Problem requirements: Return the records that follow, matching each one exactly.
BEGIN Provided data
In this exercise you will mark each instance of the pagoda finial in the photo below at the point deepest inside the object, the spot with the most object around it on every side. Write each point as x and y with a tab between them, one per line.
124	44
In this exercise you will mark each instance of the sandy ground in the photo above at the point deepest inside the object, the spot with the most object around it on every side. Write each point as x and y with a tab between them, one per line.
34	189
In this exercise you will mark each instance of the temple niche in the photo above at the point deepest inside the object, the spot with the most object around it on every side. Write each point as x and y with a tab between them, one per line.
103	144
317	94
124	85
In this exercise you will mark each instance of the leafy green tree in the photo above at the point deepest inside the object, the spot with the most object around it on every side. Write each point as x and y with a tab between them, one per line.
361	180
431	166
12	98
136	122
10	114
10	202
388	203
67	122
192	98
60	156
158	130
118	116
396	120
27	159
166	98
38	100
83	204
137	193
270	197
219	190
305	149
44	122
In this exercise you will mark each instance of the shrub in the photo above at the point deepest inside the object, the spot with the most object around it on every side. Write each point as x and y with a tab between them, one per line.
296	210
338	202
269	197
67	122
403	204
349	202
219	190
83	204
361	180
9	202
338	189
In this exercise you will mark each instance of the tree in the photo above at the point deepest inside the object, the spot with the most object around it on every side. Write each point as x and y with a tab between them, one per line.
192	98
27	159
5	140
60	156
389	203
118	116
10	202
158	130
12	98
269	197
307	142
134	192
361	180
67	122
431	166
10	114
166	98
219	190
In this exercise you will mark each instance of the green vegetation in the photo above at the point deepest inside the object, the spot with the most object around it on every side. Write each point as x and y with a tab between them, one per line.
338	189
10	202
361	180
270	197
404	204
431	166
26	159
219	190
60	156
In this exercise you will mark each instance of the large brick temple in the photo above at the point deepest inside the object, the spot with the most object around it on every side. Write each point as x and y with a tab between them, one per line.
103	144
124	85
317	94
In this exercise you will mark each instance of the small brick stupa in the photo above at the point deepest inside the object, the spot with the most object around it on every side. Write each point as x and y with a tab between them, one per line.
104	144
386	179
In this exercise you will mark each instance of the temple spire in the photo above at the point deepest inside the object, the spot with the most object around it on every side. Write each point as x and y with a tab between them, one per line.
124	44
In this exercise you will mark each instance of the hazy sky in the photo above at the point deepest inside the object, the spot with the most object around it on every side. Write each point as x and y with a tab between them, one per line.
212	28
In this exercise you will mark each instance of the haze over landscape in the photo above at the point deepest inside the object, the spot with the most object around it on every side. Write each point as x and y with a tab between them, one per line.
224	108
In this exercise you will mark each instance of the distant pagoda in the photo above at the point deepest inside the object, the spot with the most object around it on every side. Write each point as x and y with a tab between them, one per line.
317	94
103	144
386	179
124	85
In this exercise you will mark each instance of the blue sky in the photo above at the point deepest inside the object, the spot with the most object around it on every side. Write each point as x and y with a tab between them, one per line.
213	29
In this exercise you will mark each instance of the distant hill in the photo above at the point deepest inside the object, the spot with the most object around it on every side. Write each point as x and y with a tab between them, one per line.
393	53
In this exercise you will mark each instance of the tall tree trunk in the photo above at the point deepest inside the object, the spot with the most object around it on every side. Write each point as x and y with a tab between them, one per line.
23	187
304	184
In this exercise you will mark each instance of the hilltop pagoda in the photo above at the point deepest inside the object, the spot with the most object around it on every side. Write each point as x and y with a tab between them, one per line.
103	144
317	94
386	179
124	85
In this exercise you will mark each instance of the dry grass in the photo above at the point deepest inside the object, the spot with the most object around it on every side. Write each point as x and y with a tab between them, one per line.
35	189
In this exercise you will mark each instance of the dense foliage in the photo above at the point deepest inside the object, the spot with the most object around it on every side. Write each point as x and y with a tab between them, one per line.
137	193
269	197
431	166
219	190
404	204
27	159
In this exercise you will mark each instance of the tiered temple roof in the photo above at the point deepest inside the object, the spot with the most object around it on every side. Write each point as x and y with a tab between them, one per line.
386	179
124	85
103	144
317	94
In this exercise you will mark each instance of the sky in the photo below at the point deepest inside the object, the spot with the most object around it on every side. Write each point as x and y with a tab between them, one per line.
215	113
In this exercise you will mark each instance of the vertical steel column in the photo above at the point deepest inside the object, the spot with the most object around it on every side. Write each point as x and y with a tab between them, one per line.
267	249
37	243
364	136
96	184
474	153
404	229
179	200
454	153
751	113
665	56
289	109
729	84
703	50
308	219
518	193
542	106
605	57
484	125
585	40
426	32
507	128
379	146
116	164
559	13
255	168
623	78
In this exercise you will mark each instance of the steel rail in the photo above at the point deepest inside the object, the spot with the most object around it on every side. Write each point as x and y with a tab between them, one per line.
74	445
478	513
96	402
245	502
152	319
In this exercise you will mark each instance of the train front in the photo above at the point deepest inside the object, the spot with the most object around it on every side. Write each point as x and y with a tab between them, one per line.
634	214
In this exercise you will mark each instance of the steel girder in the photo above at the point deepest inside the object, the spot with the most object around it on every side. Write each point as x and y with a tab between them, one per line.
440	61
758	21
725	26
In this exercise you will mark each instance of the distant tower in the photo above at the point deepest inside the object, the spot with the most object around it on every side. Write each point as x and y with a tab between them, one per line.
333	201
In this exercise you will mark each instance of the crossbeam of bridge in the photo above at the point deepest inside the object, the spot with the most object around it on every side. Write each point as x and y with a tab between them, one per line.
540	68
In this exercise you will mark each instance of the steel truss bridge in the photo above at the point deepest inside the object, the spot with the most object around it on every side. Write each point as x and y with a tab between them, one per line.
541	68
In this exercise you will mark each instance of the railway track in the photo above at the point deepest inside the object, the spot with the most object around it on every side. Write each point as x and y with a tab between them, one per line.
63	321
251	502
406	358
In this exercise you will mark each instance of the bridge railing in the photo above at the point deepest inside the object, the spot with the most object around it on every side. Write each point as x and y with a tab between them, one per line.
END Provided data
Expected output:
In this exercise you will mark each instance of the pagoda finial in the photo below at the point deepest inside the object, the spot with the most object around it on every side. Write each point as x and y with a tab between them, one per line.
124	44
In this exercise you will mark each instance of the sandy ground in the photo above at the point deepest inside the object, the spot with the most object around it on every side. Write each point as x and y with a tab between them, one per line.
34	189
In this exercise you will mark each instance of the temple niche in the photo above at the point deepest inside the object, the spot with the most object around it on every side. Write each point as x and y with a tab between them, one per line.
103	144
317	94
124	85
In this exercise you will mark each instance of the leafy green tree in the photo above at the point deepest inside the object, the spot with the most object around it on every side. Write each point as x and y with a tab between them, one per line.
361	180
431	166
12	98
136	122
10	114
10	202
388	203
67	122
192	98
60	156
158	130
118	116
396	120
27	159
166	98
38	100
83	204
137	193
270	197
219	190
305	149
44	122
In this exercise you will mark each instance of the shrub in the photo above at the point deepest inside the object, the spot with the most object around it on every side. Write each point as x and y with a tab between them, one per line.
296	210
338	202
269	197
67	122
403	204
349	202
219	190
83	204
361	180
9	202
338	189
In this exercise you will mark each instance of the tree in the photo above at the point deepest inside the object, the spot with the most object around it on every side. Write each point as x and y with a tab between them, one per line.
192	98
27	159
5	140
60	156
389	203
118	116
10	202
158	130
12	98
269	197
307	142
134	192
361	180
67	122
431	166
10	114
166	98
219	190
In this exercise you will mark each instance of the green vegetation in the photo above at the point deepest inside the object, the spot with the most object around it on every side. Write each point as x and y with a tab between them, one per line.
338	189
10	202
361	180
270	197
404	204
431	166
26	159
219	190
60	156
In this exercise you will mark each instance of the large brick temple in the photo above at the point deepest inside the object, the spot with the most object around it on every side. Write each point as x and y with a tab between them, one per line.
103	144
124	85
317	94
In this exercise you will mark each instance of the small brick stupa in the photo above at the point deepest inside the object, the spot with the most object around it on every side. Write each point as x and y with a tab between them, one per line.
104	144
386	179
In this exercise you will mark each instance of the temple spire in the photo above at the point deepest inside the object, the spot with the most object around it on every side. Write each point as x and y with a tab between them, one per line.
124	44
In this exercise you will mark each instance of the hazy sky in the photo above at the point deepest inside the object, the spot with the most object around it on every side. Write each point as x and y with a tab between them, one per line.
212	28
In this exercise you will mark each instance of the haze over landscape in the photo above at the point deepest inside the object, the spot with the most object around it on every side. Write each point as x and y with a tab between them, one per line.
224	108
In this exercise you will mark each instance of the distant pagoda in the photo above at the point deepest inside the object, the spot with the most object around it on every side. Write each point as x and y with a tab between them, one per line.
317	94
103	144
386	179
124	85
In this exercise you will mark each instance of the blue sky in the photo above at the point deepest inside the object, the spot with the most object around it on every side. Write each point as x and y with a tab between them, one per line.
213	29
In this exercise you will mark each instance of the distant hill in the photo above at the point deepest inside the object, the spot with the most object around it on every side. Write each point as x and y with a tab between them, one per line.
393	53
In this exercise you will mark each instance of the tall tree trunk in the photo above at the point deepest inside the object, the spot with the most object around it on every side. Write each point as x and y with a tab between them, one per line.
23	187
304	184
In this exercise you will mark each instance of the hilltop pagoda in the photo above at the point deepest inside the object, the spot with the most object around it on every side. Write each point as x and y with a tab between them, one per line.
103	144
317	94
386	179
124	85
In this exercise you will mark each instance of the dry grass in the photo above at the point deepest inside the object, the spot with the most object around it on every side. Write each point as x and y with a tab between them, one per line.
35	189
In this exercise you will mark each instance of the dense foliage in the photo above at the point deepest inside the object, the spot with the most object around it on every side. Write each point as x and y with a tab between them, one per line.
137	193
269	197
431	166
219	190
404	204
27	159
In this exercise you will mark each instance of the tiered temple roof in the photo above at the point deepest inside the object, the spot with the most object around it on every side. Write each point as x and y with a tab between them, one per line.
386	179
124	85
103	144
317	94
In this exercise you will mark each instance of the sky in the photo below at the point deepest inside the object, the spot with the most object around it on every side. Write each point as x and y with a tab between them, one per line.
215	113
In this exercise you will mark each instance of the vertical steel column in the photo above at the point deepest inside the object, the spot with the most object around it on every side. Write each point as x and y with a tab between them, one per line.
267	249
37	243
364	136
96	184
474	153
404	229
179	200
454	153
751	113
665	56
289	109
729	84
703	50
308	219
518	193
542	106
605	57
484	125
585	40
426	32
507	128
379	146
116	164
559	13
255	168
623	78
In this exercise you will mark each instance of the steel rail in the photo above at the point deepest inside the object, the spot with the most object around it on every side. Write each point as x and y with a tab between them, one per line.
74	445
478	513
96	402
245	502
152	319
In this exercise you will mark each instance of the train front in the photo above at the point deepest inside the object, the spot with the most object around it on every side. Write each point as x and y with a tab between them, one per line.
634	214
In this exercise you will mark each instance of the steel girder in the photo above at the point deepest inside the object, the spot with the most object around it on every side. Write each point as x and y with a tab between them, one per line.
440	61
758	21
725	26
In this exercise you will mark each instance of the distant tower in the photo above at the point deepest inside the object, the spot with the most object around it on every side. Write each point as x and y with a tab between them, one per line.
333	201
In this exercise you will mark each instance of the crossbeam of bridge in the photo above at the point deepest inside the object, the spot with the most object around it on every side. Write each point as x and y with a tab between them, one per line.
540	68
In this exercise you will mark each instance of the steel truss bridge in the photo above at the point deepest inside the object, the spot with the most object around it on every side. Write each point as x and y with a tab between them, one per line.
541	68
In this exercise you will mark each instance of the railway track in the photo above at the point deepest inside the object, the spot with the most object around it on every side. Write each point as x and y with a tab between them, one per line.
63	321
251	502
406	358
In this exercise you will mark each instance of the bridge railing in the photo above at the point deepest inside the object, the spot with the most object around it on every side. Write each point as x and y with a tab between them, one per line.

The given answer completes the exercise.